■ **Description of the task**
Every single record needs to be restated word for word.

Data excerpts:
• • • • •
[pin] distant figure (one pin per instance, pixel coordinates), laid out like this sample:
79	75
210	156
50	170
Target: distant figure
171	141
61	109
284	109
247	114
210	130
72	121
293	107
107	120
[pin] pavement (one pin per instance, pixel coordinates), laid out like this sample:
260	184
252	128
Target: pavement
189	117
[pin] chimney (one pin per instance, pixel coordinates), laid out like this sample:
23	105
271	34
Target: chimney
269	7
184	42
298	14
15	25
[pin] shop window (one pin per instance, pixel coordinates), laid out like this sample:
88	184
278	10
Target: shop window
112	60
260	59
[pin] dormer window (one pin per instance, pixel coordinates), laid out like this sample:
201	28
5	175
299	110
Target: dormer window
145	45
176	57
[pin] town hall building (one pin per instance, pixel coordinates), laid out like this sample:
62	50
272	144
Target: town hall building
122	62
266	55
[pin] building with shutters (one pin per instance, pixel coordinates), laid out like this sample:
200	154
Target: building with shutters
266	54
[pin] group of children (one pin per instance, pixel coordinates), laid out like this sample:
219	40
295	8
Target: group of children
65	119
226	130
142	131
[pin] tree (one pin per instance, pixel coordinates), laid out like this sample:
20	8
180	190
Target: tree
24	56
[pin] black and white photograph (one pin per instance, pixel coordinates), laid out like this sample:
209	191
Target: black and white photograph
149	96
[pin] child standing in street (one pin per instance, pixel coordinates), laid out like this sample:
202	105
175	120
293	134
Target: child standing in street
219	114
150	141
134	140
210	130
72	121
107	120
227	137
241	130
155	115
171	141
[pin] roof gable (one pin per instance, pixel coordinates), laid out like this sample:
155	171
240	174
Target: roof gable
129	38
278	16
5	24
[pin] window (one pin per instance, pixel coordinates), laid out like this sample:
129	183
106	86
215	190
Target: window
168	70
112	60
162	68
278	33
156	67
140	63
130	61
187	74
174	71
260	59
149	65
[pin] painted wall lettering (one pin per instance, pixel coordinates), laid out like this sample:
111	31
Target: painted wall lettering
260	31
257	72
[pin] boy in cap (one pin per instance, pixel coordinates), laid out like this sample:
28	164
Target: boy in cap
• • • • •
■ **Output of the exercise**
[pin] distant figure (one pin per instance, pixel coordinates), laid out like this sample:
79	75
210	156
50	170
Target: distant figure
171	141
61	109
284	109
247	114
210	130
72	121
293	107
107	120
[pin] pavement (one pin per instance, pixel coordinates), laid out like this sample:
260	184
252	128
Target: pavement
189	117
[pin] chimney (one pin per instance, pixel coordinates), laid out like this sample:
23	105
271	34
Target: chimney
269	7
184	42
298	14
15	25
[pin] shop window (one pin per instance, pixel coordinates), laid out like this sample:
88	184
278	10
Target: shop window
112	60
260	59
[pin] dormer window (one pin per instance, pixel coordinates), laid out like this sample:
201	28
5	175
299	110
Target: dormer window
145	45
176	57
[pin] town hall building (one pin per instance, pixel coordinates), laid out like this sample:
62	50
272	144
Target: town hall building
122	62
266	55
[pin] building with shutters (one pin per instance, pixel coordinates), laid out like this sample:
200	154
Target: building with shutters
266	54
[pin] group of children (one pin per instance, pixel coordinates), laid out like this sample:
219	40
295	8
Target: group of children
65	119
226	130
142	131
[pin] tree (one pin per instance, pixel coordinates), laid out like this sample:
20	8
180	190
Target: tree
24	56
[pin] black and white photograph (one pin per instance, pixel coordinates), laid out like this sample:
209	191
Target: black and white photograph
149	96
[pin] child standing in street (one pin per instance, pixel coordinates), laid out like this sample:
202	105
175	120
293	134
Target: child standing in street
219	114
150	141
134	140
210	130
72	121
107	120
227	137
241	130
155	115
171	141
[pin] roof gable (one pin per instance, pixel coordinates), laid out like this sample:
155	171
240	174
Target: roof gable
129	38
278	16
5	24
[pin] window (one pin per instance, pixel coordinates), laid out like this sample:
129	183
106	86
215	190
Target: window
168	70
112	60
162	68
278	33
156	67
140	63
130	61
187	74
174	71
260	59
149	65
[pin] painted wall lettering (one pin per instance, pixel coordinates), laid out like this sample:
111	31
Target: painted wall lettering
260	31
257	72
[pin] boy in cap (one pin per instance, pixel coordinates), laid out like this sample:
28	164
Target: boy in cap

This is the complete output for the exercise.